# Exercise details:
Which lines in the records contain the word "positive"? Copy each of them in full.
[[ Data supplied, beginning ]]
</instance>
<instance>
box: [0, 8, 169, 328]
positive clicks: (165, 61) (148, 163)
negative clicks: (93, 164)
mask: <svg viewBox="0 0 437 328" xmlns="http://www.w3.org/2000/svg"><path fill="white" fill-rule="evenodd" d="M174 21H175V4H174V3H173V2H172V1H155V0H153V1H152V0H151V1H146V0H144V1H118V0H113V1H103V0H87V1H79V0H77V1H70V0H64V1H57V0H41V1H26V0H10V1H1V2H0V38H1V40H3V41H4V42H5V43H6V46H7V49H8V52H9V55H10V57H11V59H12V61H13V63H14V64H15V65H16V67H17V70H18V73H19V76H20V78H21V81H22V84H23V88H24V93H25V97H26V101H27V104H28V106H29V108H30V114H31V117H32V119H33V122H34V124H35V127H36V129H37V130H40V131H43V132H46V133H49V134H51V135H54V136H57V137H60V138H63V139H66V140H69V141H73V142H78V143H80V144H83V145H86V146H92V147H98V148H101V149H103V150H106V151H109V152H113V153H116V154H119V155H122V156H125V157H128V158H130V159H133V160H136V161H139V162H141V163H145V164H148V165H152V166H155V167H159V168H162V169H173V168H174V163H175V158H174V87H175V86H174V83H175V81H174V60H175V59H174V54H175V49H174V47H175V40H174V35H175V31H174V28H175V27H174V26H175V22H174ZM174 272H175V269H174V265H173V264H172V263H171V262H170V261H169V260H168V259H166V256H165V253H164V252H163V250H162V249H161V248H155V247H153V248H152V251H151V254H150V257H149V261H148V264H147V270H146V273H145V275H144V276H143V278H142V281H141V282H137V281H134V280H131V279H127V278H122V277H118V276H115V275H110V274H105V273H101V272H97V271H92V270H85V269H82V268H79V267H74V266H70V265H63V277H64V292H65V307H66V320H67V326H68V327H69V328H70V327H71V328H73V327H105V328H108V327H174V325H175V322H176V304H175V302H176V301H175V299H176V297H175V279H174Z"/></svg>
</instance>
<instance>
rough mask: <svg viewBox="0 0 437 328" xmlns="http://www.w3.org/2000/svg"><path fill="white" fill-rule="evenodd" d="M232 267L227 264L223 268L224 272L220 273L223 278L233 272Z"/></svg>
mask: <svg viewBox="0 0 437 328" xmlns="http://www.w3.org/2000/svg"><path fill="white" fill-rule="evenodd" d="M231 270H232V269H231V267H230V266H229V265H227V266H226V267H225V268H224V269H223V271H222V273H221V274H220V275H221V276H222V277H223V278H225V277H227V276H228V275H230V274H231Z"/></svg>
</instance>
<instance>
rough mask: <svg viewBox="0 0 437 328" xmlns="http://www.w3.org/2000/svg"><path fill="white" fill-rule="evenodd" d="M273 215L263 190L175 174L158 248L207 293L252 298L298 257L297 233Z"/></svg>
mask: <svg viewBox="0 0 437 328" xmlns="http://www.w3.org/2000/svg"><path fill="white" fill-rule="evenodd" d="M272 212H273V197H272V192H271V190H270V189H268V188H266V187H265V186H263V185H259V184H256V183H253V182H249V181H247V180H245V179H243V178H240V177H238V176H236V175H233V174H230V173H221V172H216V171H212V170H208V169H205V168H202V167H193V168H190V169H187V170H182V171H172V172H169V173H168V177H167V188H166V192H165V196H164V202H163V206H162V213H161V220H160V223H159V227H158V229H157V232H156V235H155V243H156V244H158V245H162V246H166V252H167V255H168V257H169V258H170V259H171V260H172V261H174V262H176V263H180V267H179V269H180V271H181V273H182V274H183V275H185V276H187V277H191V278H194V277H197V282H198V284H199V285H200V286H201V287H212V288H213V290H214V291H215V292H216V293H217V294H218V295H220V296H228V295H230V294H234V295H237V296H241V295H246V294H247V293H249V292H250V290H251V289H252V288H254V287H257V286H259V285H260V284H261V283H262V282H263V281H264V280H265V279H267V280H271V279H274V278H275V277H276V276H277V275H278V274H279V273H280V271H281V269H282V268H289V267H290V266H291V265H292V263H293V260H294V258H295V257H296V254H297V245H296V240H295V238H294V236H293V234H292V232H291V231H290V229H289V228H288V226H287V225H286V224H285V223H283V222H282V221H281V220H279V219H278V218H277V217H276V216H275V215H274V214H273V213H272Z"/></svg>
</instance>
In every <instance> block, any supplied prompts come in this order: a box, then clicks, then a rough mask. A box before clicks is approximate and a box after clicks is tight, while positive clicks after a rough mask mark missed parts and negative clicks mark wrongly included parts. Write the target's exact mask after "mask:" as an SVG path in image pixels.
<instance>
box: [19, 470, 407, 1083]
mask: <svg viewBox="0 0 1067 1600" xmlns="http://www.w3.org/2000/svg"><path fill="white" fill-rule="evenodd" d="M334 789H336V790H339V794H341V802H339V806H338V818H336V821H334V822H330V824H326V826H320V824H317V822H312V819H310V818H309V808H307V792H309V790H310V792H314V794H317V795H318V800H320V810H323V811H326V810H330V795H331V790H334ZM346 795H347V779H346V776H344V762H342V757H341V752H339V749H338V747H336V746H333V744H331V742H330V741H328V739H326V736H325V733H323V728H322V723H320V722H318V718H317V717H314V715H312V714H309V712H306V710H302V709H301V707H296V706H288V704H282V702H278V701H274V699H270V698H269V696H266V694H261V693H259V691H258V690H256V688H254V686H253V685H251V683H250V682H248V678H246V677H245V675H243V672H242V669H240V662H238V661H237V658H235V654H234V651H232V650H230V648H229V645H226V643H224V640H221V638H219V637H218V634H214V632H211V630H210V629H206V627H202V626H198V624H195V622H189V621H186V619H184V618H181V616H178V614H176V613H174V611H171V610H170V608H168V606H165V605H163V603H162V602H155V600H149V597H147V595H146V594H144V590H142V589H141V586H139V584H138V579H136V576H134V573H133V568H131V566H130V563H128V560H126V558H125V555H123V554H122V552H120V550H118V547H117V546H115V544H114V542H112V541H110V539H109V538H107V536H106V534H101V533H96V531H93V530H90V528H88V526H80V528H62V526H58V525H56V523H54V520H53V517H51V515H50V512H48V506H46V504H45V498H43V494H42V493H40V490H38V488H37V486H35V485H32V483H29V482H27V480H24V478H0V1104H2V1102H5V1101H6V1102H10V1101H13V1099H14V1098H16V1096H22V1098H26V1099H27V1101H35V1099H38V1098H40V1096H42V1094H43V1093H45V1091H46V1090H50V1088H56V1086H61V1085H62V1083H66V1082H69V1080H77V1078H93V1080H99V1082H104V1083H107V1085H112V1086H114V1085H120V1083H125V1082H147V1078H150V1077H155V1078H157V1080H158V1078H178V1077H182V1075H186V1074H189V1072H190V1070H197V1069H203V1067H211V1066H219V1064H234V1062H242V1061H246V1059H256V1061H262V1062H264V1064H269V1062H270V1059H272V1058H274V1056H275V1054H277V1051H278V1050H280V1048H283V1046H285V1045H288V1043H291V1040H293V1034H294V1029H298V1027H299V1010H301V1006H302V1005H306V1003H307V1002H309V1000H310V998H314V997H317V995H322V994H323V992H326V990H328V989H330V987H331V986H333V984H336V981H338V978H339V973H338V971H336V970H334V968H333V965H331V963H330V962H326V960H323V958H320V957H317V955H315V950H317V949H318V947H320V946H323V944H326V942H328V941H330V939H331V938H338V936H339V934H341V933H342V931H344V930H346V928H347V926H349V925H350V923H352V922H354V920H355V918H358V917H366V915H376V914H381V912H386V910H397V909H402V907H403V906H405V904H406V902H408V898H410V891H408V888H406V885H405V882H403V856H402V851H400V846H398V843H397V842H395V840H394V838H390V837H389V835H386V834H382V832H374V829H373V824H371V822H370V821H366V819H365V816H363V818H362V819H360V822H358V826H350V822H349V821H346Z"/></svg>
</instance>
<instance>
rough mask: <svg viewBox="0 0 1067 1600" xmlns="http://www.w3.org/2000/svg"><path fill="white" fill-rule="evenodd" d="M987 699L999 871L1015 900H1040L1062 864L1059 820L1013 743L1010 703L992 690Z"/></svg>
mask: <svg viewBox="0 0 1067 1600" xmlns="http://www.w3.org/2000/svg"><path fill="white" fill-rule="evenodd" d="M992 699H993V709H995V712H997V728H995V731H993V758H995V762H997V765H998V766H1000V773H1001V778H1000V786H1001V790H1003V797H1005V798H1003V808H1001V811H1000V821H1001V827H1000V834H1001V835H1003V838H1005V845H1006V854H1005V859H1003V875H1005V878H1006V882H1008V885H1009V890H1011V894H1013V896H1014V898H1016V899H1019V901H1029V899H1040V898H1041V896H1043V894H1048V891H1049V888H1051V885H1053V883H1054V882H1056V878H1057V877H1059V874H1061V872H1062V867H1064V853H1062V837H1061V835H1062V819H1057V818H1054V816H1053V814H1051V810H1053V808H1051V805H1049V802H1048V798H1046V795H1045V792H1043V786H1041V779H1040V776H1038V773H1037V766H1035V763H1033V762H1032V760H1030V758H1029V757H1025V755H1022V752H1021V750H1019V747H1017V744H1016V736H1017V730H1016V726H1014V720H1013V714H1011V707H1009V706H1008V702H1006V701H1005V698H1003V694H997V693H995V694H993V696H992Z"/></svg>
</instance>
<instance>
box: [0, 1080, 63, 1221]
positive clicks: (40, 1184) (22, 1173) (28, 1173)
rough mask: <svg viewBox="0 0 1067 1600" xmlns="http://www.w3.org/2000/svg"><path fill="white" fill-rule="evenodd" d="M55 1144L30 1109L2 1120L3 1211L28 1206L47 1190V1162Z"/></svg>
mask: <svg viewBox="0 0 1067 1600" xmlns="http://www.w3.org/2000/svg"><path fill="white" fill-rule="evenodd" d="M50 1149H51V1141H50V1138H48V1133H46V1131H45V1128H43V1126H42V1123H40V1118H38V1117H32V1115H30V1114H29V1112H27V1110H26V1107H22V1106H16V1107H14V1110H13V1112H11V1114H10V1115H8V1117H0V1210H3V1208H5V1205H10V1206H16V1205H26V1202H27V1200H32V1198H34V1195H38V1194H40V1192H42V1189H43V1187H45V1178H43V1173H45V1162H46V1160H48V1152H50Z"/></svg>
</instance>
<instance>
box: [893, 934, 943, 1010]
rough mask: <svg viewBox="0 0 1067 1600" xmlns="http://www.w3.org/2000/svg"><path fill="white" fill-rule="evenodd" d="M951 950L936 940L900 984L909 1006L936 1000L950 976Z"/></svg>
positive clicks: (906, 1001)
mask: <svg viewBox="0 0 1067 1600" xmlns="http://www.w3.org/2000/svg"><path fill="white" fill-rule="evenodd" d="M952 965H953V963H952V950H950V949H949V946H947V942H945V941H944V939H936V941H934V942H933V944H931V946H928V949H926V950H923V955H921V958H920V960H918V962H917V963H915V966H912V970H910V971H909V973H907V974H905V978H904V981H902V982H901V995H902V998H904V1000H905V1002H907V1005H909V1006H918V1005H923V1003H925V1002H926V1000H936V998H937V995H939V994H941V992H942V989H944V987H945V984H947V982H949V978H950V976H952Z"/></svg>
[[ Data supplied, end ]]
# Result of the task:
positive clicks: (165, 61) (148, 163)
In every <instance> block, any supplied prompts come in this order: a box, then clicks, then a rough mask. A box before clicks is approximate and a box after clicks is tight, while positive clicks after a rough mask mark missed parts and negative clicks mark wrongly included parts. Write the target's exact mask after "mask:" as an SVG path in image pixels.
positive clicks: (40, 1184) (22, 1173) (28, 1173)
positive clicks: (906, 1001)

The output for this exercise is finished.